== WHAT IS NEEDED ==
Locate each line of the material below that contains the string "basketball", and copy those lines in full. Matching is case-sensitive.

== SUPPLIED RECORDS ==
* Start *
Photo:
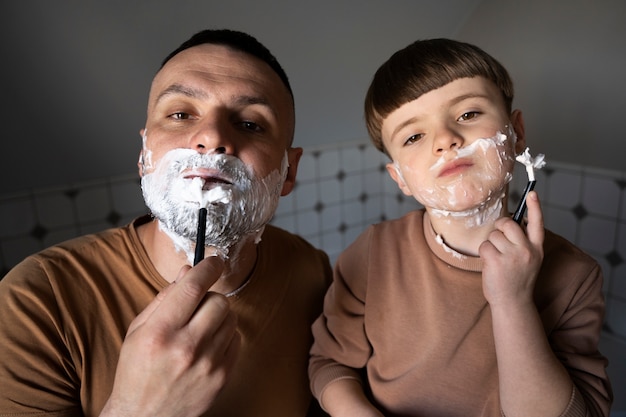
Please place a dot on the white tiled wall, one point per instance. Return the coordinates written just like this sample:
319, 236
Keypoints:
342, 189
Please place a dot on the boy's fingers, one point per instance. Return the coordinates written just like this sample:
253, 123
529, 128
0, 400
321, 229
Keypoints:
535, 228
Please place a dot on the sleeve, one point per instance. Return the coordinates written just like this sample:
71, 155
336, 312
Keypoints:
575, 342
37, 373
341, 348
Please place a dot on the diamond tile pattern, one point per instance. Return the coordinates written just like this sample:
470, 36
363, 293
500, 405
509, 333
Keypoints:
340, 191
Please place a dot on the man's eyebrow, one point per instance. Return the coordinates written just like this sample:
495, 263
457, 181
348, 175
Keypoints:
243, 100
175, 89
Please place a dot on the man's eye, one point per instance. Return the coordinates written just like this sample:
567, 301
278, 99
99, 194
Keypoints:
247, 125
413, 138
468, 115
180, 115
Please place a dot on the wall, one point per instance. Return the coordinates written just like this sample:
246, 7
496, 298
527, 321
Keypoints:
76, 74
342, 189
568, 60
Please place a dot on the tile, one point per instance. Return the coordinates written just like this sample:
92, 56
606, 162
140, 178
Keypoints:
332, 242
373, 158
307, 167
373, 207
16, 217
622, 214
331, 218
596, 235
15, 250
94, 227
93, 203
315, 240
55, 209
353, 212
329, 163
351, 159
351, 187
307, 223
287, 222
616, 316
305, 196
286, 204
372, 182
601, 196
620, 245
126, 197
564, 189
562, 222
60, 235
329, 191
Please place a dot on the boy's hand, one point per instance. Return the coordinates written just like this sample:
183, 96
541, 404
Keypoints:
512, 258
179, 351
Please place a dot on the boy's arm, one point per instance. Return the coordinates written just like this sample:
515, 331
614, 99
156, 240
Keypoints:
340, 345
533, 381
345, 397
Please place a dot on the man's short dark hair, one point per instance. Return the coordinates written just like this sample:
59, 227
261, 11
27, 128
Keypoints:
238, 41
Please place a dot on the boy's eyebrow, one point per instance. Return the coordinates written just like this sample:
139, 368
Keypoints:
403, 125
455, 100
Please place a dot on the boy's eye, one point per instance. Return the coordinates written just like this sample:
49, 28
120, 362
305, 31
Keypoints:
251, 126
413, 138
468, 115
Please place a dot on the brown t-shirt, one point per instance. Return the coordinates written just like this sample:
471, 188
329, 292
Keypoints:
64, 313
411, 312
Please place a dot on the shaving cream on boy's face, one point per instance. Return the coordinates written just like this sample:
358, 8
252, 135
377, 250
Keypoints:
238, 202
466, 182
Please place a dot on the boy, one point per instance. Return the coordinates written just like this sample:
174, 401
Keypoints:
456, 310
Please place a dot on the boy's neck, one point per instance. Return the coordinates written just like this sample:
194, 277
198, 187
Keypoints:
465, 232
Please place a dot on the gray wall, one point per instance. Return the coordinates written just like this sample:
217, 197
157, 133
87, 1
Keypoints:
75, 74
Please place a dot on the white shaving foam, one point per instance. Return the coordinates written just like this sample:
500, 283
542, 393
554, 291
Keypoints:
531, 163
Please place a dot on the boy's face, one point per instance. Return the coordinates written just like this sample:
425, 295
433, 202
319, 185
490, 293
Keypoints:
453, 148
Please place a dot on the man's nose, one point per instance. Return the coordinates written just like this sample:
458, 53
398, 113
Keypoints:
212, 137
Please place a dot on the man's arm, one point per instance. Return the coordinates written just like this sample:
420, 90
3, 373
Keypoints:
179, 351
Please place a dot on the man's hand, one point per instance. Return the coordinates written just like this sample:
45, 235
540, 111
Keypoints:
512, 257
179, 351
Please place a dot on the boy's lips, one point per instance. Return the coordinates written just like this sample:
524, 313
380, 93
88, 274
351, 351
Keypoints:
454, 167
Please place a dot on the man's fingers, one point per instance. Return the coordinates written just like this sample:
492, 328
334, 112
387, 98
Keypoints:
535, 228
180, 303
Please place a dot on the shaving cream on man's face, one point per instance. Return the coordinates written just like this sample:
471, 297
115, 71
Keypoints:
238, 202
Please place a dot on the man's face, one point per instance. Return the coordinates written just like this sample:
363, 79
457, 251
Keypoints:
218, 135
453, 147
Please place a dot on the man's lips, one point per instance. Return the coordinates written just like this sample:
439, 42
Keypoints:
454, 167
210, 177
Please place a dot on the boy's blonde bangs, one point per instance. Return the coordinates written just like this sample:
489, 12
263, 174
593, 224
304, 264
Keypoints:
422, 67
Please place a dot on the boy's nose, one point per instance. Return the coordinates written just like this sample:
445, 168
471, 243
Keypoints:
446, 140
* End *
* Start *
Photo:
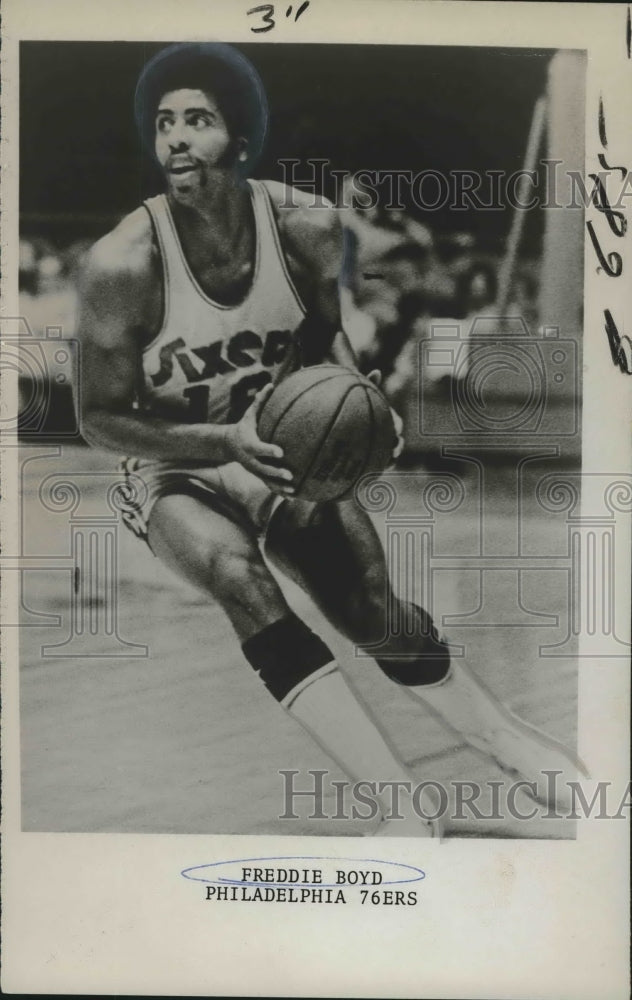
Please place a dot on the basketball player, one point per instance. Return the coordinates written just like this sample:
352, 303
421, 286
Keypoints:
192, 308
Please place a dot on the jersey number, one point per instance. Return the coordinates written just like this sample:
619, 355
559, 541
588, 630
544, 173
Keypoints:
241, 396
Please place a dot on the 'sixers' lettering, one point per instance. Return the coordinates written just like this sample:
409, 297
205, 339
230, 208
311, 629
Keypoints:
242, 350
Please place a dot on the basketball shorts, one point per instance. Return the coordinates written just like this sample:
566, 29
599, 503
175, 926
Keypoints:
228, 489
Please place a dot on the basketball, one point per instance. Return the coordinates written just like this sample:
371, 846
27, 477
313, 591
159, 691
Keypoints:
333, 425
* End *
== SOLUTION FOR THIS PROBLEM ==
Please place a dot on the basketball player, one point per instance. Return the coordinates written just like this sample:
Please place a dot on the basketball shorts, one point per instance. Return the coordinates written just like this sample:
Please place a dot on the basketball, one point per instance. Return the coordinates written just like this sample:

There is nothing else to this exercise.